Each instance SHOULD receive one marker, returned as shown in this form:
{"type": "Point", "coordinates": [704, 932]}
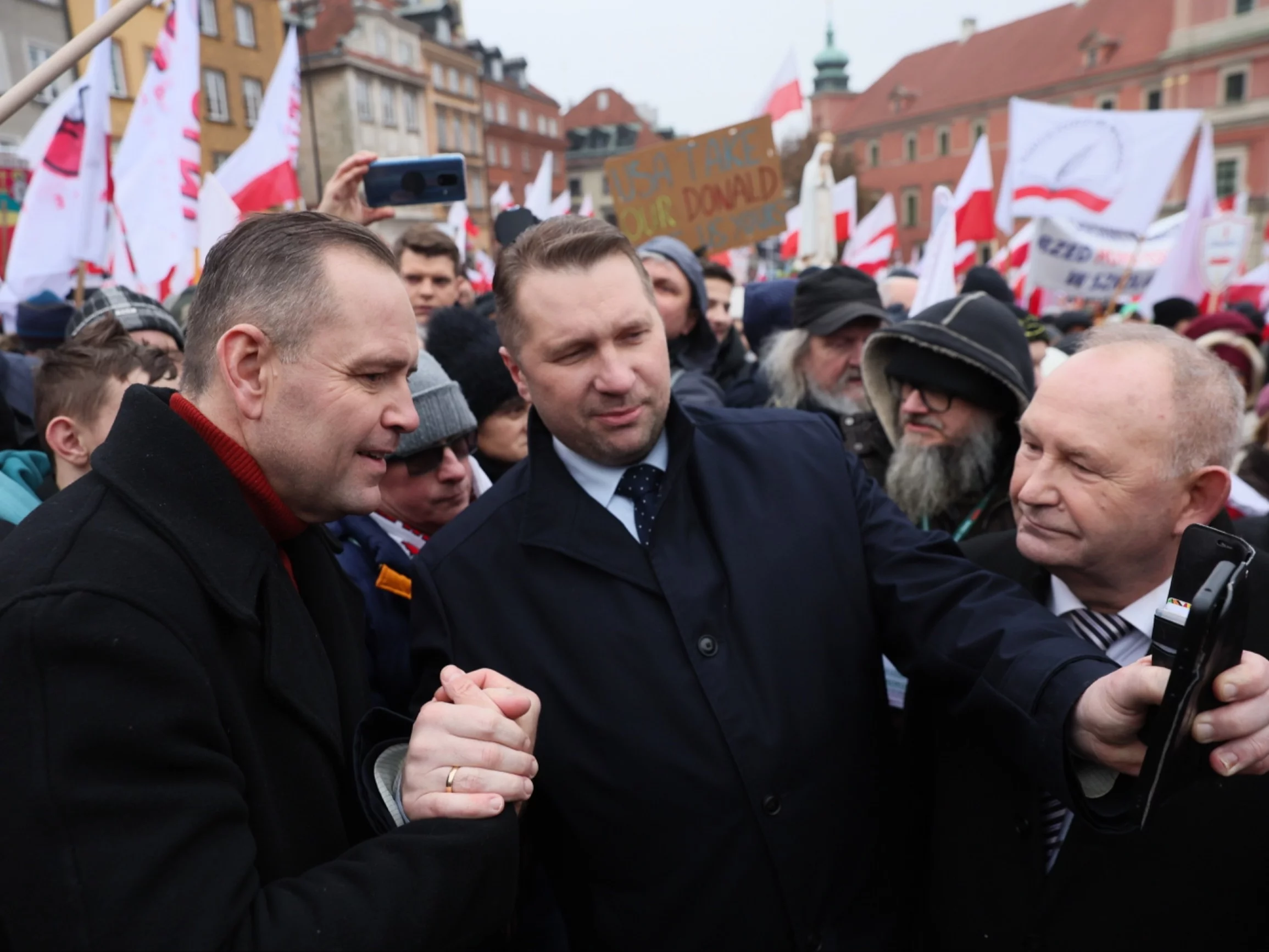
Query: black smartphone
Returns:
{"type": "Point", "coordinates": [416, 181]}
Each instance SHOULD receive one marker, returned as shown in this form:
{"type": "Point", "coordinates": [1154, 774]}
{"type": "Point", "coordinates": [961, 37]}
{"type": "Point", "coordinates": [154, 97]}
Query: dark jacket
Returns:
{"type": "Point", "coordinates": [177, 762]}
{"type": "Point", "coordinates": [1197, 877]}
{"type": "Point", "coordinates": [714, 708]}
{"type": "Point", "coordinates": [366, 553]}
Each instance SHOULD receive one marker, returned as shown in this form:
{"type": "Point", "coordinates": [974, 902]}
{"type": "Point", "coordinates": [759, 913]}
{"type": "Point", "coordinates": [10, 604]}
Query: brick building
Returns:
{"type": "Point", "coordinates": [914, 129]}
{"type": "Point", "coordinates": [600, 126]}
{"type": "Point", "coordinates": [522, 124]}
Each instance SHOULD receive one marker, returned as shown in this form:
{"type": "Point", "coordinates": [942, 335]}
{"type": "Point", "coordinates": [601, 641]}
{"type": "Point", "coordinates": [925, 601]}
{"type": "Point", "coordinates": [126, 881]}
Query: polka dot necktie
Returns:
{"type": "Point", "coordinates": [1103, 631]}
{"type": "Point", "coordinates": [643, 485]}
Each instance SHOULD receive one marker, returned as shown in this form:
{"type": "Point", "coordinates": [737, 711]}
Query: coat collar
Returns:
{"type": "Point", "coordinates": [561, 516]}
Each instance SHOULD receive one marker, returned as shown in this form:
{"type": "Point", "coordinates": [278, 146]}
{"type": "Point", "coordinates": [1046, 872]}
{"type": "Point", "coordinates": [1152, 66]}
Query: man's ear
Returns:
{"type": "Point", "coordinates": [1207, 493]}
{"type": "Point", "coordinates": [244, 356]}
{"type": "Point", "coordinates": [517, 374]}
{"type": "Point", "coordinates": [64, 441]}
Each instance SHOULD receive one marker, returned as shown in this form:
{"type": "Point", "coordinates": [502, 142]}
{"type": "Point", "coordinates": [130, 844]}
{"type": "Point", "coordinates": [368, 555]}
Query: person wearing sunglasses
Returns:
{"type": "Point", "coordinates": [431, 479]}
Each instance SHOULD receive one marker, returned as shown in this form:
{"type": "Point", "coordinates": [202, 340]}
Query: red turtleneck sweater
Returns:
{"type": "Point", "coordinates": [280, 522]}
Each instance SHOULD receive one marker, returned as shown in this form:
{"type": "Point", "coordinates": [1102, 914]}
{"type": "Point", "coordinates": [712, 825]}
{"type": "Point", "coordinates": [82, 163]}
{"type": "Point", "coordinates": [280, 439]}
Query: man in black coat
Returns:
{"type": "Point", "coordinates": [181, 656]}
{"type": "Point", "coordinates": [1110, 475]}
{"type": "Point", "coordinates": [702, 599]}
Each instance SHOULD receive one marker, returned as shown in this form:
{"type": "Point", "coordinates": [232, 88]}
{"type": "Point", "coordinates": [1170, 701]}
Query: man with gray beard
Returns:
{"type": "Point", "coordinates": [950, 385]}
{"type": "Point", "coordinates": [816, 365]}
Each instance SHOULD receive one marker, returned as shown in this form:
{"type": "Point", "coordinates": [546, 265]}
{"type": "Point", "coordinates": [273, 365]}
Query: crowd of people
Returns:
{"type": "Point", "coordinates": [342, 607]}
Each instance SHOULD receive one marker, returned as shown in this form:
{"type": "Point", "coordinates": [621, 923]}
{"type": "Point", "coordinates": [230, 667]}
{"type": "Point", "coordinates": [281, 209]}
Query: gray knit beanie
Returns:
{"type": "Point", "coordinates": [443, 413]}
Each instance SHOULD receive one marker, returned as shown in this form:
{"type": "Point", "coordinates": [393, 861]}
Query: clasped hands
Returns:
{"type": "Point", "coordinates": [484, 725]}
{"type": "Point", "coordinates": [1111, 714]}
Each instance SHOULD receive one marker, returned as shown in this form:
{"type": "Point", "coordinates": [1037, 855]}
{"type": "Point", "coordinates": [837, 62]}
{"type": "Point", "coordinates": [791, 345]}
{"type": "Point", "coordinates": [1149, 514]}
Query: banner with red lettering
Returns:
{"type": "Point", "coordinates": [157, 172]}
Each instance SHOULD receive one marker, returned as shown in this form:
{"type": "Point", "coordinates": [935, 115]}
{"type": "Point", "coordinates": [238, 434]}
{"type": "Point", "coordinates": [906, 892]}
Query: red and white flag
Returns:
{"type": "Point", "coordinates": [1093, 166]}
{"type": "Point", "coordinates": [157, 170]}
{"type": "Point", "coordinates": [784, 94]}
{"type": "Point", "coordinates": [65, 214]}
{"type": "Point", "coordinates": [972, 205]}
{"type": "Point", "coordinates": [872, 244]}
{"type": "Point", "coordinates": [262, 172]}
{"type": "Point", "coordinates": [1182, 275]}
{"type": "Point", "coordinates": [844, 214]}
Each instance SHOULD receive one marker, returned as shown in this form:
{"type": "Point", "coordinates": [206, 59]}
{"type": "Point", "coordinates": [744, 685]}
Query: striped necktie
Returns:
{"type": "Point", "coordinates": [1103, 631]}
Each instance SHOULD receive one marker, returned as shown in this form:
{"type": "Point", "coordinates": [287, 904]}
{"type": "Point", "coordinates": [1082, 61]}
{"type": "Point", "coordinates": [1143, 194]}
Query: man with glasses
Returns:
{"type": "Point", "coordinates": [429, 480]}
{"type": "Point", "coordinates": [948, 386]}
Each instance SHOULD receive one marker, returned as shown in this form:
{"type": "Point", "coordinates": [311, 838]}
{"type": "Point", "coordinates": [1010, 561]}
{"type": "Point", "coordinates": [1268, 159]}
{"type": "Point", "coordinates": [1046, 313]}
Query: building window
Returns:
{"type": "Point", "coordinates": [207, 21]}
{"type": "Point", "coordinates": [118, 78]}
{"type": "Point", "coordinates": [1226, 178]}
{"type": "Point", "coordinates": [410, 107]}
{"type": "Point", "coordinates": [253, 94]}
{"type": "Point", "coordinates": [218, 97]}
{"type": "Point", "coordinates": [1235, 87]}
{"type": "Point", "coordinates": [387, 103]}
{"type": "Point", "coordinates": [911, 210]}
{"type": "Point", "coordinates": [244, 25]}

TASK PROMPT »
From the material above, copy everything exactly but the pictures.

REPLY TO THE TASK »
Each instance SHOULD receive one marker, returned as shown in this form:
{"type": "Point", "coordinates": [704, 932]}
Query: black smartphone
Returns:
{"type": "Point", "coordinates": [416, 181]}
Each instance SHOULD receive one marker, returned as shown in this form:
{"type": "Point", "coordinates": [1154, 774]}
{"type": "Point", "coordinates": [961, 37]}
{"type": "Point", "coordinates": [154, 97]}
Query: dark jacket
Returns:
{"type": "Point", "coordinates": [177, 762]}
{"type": "Point", "coordinates": [1197, 877]}
{"type": "Point", "coordinates": [714, 708]}
{"type": "Point", "coordinates": [366, 553]}
Each instance SHOULD receive one marker, returned as shown in this form:
{"type": "Point", "coordinates": [974, 902]}
{"type": "Point", "coordinates": [759, 913]}
{"type": "Point", "coordinates": [10, 604]}
Query: brick building
Returns:
{"type": "Point", "coordinates": [914, 129]}
{"type": "Point", "coordinates": [600, 126]}
{"type": "Point", "coordinates": [522, 124]}
Each instance SHOULD receive one marker, returned as shown in this form:
{"type": "Point", "coordinates": [942, 335]}
{"type": "Point", "coordinates": [601, 641]}
{"type": "Point", "coordinates": [925, 601]}
{"type": "Point", "coordinates": [126, 881]}
Query: polka dot necktie
Returns:
{"type": "Point", "coordinates": [1103, 631]}
{"type": "Point", "coordinates": [643, 485]}
Each instance SHOULD receive one marker, returned as shown in this form:
{"type": "Point", "coordinates": [737, 711]}
Query: coat collar
Returns:
{"type": "Point", "coordinates": [561, 516]}
Each instance SHOULD receive one marker, returned as shown in this form:
{"type": "Point", "coordinates": [278, 146]}
{"type": "Point", "coordinates": [1046, 872]}
{"type": "Point", "coordinates": [1152, 66]}
Query: man's ear
Returns:
{"type": "Point", "coordinates": [1207, 493]}
{"type": "Point", "coordinates": [244, 356]}
{"type": "Point", "coordinates": [517, 374]}
{"type": "Point", "coordinates": [64, 441]}
Each instance SHOULD receive one marker, returned as shown in this form:
{"type": "Point", "coordinates": [502, 142]}
{"type": "Point", "coordinates": [130, 844]}
{"type": "Point", "coordinates": [368, 555]}
Query: person wearing sunglasses
Returns:
{"type": "Point", "coordinates": [431, 479]}
Each instance SHOULD receive one marker, returned as shown in this form:
{"type": "Point", "coordinates": [202, 340]}
Query: red turtleneck sweater
Returns:
{"type": "Point", "coordinates": [280, 522]}
Each instance SHOULD receive one marker, returned as shown in this form:
{"type": "Point", "coordinates": [1102, 914]}
{"type": "Point", "coordinates": [712, 825]}
{"type": "Point", "coordinates": [82, 163]}
{"type": "Point", "coordinates": [280, 439]}
Query: man in black coat
Returns:
{"type": "Point", "coordinates": [181, 656]}
{"type": "Point", "coordinates": [1110, 475]}
{"type": "Point", "coordinates": [702, 599]}
Each instance SHOULD receive one marker, returned as shown in this form:
{"type": "Point", "coordinates": [232, 88]}
{"type": "Point", "coordinates": [1170, 701]}
Query: man with gray beard
Returns:
{"type": "Point", "coordinates": [950, 385]}
{"type": "Point", "coordinates": [816, 365]}
Each instance SHOULD receive one marker, returned as shown in this form:
{"type": "Point", "coordinates": [546, 265]}
{"type": "Point", "coordinates": [273, 365]}
Query: crowd of people
Returns:
{"type": "Point", "coordinates": [342, 607]}
Each instance SHOULD receive one marker, returned as shown in this form:
{"type": "Point", "coordinates": [621, 923]}
{"type": "Point", "coordinates": [230, 667]}
{"type": "Point", "coordinates": [281, 209]}
Query: gray knit beanie
Returns:
{"type": "Point", "coordinates": [443, 413]}
Each instance SHOULD receive one marker, returned as shown in this form:
{"type": "Point", "coordinates": [393, 861]}
Query: clasped hands
Returns:
{"type": "Point", "coordinates": [484, 725]}
{"type": "Point", "coordinates": [1111, 714]}
Each instance SHOULD receive one marker, returned as shown in this form:
{"type": "Point", "coordinates": [1037, 855]}
{"type": "Point", "coordinates": [837, 62]}
{"type": "Point", "coordinates": [791, 345]}
{"type": "Point", "coordinates": [1149, 514]}
Query: banner with red lettering
Returns:
{"type": "Point", "coordinates": [157, 172]}
Each instance SHOULD receive one marker, returned as shown in this form:
{"type": "Point", "coordinates": [935, 115]}
{"type": "Point", "coordinates": [238, 434]}
{"type": "Point", "coordinates": [906, 892]}
Query: red and white flag
Returns:
{"type": "Point", "coordinates": [1093, 166]}
{"type": "Point", "coordinates": [157, 170]}
{"type": "Point", "coordinates": [784, 94]}
{"type": "Point", "coordinates": [65, 214]}
{"type": "Point", "coordinates": [972, 205]}
{"type": "Point", "coordinates": [872, 244]}
{"type": "Point", "coordinates": [262, 172]}
{"type": "Point", "coordinates": [1182, 275]}
{"type": "Point", "coordinates": [844, 214]}
Each instance SHOULD receive one marker, returned as shown in this form:
{"type": "Point", "coordinates": [206, 59]}
{"type": "Point", "coordinates": [744, 685]}
Query: striped necktie
Returns:
{"type": "Point", "coordinates": [1103, 631]}
Each instance SHOULD receive one marker, returned as shown in this form:
{"type": "Point", "coordinates": [287, 904]}
{"type": "Point", "coordinates": [1082, 61]}
{"type": "Point", "coordinates": [1143, 194]}
Query: man with glasses
Returns:
{"type": "Point", "coordinates": [429, 480]}
{"type": "Point", "coordinates": [948, 386]}
Each instance SHOULD receive one marker, returned as shown in this form:
{"type": "Point", "coordinates": [311, 838]}
{"type": "Point", "coordinates": [1010, 561]}
{"type": "Point", "coordinates": [1268, 159]}
{"type": "Point", "coordinates": [1046, 313]}
Query: building window
Returns:
{"type": "Point", "coordinates": [207, 21]}
{"type": "Point", "coordinates": [118, 78]}
{"type": "Point", "coordinates": [1226, 178]}
{"type": "Point", "coordinates": [410, 107]}
{"type": "Point", "coordinates": [253, 94]}
{"type": "Point", "coordinates": [218, 97]}
{"type": "Point", "coordinates": [1235, 87]}
{"type": "Point", "coordinates": [387, 103]}
{"type": "Point", "coordinates": [911, 210]}
{"type": "Point", "coordinates": [244, 25]}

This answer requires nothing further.